* _Extract provided_:
----------

Although it is still in a very early phase of development, the “one child, one system” approach to service provision for children will be piloted in North West, after which it could be rolled out in other provinces, starting with KwaZulu-Natal.

According to project leader Sherri le Mottee from Ilifa Labantawana, an early childhood development programme, “The way things work in South Africa at the moment is that at a systems level, we separate all the needs of children.

“We see health, education and social development as separate entities, for example. Because of this, we don’t provide services in the same place. This is a complicated way of doing it and creates many barriers.”

She says her organisation is collaborating with different partners to see how one set of services can be accessible to each child so that, for example, their “nutritional needs, primary health-care issues, and appropriate stimulation critical for their development” can all be delivered in one locale.

And, she adds, her organisation is working with different components of government in North West, where clinics will be used as starting points to bring many different components of early childhood development into one space.

“We want to do this through appropriate staffing, and also by physically putting a container on the property. So, from the ground up, we want to build a cross-referral system and create joint service provision,” she says.

----------

[Collection entries]
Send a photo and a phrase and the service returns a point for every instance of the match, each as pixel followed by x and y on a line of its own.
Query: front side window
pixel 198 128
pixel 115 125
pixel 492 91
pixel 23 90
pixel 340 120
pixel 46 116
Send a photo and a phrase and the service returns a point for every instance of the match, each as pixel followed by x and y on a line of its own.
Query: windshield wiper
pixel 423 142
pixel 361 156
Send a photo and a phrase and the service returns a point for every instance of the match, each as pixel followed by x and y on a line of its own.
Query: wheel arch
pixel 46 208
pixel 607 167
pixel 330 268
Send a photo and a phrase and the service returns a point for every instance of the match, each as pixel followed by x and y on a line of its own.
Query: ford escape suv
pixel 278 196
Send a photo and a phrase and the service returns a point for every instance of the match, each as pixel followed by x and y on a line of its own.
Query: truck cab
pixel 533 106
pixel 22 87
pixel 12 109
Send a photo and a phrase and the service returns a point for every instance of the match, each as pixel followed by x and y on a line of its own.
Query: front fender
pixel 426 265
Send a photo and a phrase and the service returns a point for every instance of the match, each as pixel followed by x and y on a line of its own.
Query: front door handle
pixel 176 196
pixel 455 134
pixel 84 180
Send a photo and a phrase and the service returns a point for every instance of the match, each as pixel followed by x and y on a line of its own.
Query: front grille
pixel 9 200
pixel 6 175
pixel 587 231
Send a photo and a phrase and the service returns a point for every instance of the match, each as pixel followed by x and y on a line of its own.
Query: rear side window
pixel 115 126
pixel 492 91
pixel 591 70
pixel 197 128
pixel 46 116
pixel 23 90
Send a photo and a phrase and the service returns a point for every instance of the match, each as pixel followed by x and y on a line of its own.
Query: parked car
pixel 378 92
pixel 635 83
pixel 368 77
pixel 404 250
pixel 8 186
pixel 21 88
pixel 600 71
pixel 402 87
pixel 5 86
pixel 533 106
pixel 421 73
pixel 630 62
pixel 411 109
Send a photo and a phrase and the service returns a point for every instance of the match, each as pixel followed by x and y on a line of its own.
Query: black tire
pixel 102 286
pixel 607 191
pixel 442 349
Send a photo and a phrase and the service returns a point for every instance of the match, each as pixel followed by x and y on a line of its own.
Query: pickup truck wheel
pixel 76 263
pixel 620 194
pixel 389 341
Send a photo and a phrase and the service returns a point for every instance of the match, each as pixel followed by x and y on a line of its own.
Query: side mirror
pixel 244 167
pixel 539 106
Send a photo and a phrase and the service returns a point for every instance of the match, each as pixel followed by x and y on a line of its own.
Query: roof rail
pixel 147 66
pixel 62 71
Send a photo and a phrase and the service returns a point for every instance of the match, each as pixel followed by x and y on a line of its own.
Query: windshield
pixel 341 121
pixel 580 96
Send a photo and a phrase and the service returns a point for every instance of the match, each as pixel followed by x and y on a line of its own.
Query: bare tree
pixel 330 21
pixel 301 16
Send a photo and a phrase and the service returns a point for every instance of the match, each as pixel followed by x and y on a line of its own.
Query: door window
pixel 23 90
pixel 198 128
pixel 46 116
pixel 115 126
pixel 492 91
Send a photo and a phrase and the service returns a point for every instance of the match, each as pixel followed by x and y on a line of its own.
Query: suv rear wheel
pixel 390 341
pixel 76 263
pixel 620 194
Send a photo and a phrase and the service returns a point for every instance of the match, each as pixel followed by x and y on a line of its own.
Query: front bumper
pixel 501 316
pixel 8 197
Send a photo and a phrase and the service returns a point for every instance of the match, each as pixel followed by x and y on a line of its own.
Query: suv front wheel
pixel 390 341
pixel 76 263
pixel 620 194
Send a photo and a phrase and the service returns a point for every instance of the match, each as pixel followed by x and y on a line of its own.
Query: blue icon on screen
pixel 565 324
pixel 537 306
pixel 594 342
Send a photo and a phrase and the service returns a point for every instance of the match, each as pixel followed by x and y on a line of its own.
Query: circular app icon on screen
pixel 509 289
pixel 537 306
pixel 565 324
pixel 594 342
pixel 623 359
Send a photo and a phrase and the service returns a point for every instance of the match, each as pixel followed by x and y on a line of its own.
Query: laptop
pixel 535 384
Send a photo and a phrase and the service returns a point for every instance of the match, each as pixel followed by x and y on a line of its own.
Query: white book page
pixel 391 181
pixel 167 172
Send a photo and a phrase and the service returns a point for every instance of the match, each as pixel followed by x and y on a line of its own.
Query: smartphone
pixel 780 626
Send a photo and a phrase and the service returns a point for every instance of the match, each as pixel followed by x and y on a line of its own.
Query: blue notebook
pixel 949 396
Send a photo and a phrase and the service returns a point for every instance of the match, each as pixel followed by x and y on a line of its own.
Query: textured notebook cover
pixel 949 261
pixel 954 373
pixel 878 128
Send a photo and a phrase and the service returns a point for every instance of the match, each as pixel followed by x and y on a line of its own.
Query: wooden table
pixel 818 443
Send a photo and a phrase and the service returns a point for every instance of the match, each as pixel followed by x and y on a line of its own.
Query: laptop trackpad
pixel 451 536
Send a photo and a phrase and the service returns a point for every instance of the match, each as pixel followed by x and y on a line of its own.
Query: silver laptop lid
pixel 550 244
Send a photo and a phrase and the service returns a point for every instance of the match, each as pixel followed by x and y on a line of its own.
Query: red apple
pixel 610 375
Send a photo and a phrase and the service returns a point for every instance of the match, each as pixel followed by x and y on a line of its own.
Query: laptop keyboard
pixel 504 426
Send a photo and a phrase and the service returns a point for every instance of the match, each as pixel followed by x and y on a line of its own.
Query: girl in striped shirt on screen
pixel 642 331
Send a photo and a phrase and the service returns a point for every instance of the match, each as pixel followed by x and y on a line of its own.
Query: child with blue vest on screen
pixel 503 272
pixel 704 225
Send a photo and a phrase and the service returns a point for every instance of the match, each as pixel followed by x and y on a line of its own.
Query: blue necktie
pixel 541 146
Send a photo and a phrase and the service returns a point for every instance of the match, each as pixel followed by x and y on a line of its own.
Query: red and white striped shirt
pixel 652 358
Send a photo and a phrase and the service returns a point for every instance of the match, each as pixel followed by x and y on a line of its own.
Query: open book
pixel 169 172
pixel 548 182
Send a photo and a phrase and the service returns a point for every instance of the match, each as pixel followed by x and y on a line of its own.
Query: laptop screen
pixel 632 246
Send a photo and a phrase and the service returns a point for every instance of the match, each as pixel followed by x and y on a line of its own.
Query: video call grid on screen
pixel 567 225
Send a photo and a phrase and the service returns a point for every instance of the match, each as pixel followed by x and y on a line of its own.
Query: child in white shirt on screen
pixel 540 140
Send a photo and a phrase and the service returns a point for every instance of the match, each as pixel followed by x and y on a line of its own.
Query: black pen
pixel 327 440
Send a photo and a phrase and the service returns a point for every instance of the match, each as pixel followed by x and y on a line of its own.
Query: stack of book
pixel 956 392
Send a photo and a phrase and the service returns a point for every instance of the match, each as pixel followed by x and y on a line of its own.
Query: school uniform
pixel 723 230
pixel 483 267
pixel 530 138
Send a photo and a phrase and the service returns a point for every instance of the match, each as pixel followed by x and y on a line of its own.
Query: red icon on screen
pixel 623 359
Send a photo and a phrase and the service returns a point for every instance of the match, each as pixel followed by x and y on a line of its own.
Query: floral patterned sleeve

----------

* _Work order 1_:
In the article on the "one child, one system" approach, rewrite the passage that starts at the words "According to project" and ends after "needs of children.", changing "systems level" to "policy level".
* _Work order 2_:
Carry on the article on the "one child, one system" approach from its final sentence.

* _Response 1_:
According to project leader Sherri le Mottee from Ilifa Labantawana, an early childhood development programme, “The way things work in South Africa at the moment is that at a policy level, we separate all the needs of children.

* _Response 2_:
According to Gugu Xaba, national project manager of the Window of Opportunity Project at global health organisation Path, this approach would also improve the well-being of parents and caregivers.

“By making sure the child can get all the services in one place instead of multiple places, it will be of benefit to the parent or caregiver too. The more services available to parent and child in one space, the better,” she says, adding clinics are a valuable catchment site for single mothers who need to see to their needs and their children’s.

Anik Gevers, a senior researcher at the Medical Research Council, says there are several barriers to the physical and psychosocial needs of children being met in South Africa, but that the latter need more advocacy as they are not as widely understood.

“People might not know how important psychosocial needs are for children as they are not as immediately clear as the physical ones, but any centre that wants to offer a “one-stop” approach for children would need to integrate services that raise awareness of these needs rather than just focusing on the physical needs,” she explains.

She says parents in low-income settings are “eager for information and skills, and ideas that will help them raise their children and cope with the stress of parenting”, but that any integrated service provision should also be extended beyond early childhood development.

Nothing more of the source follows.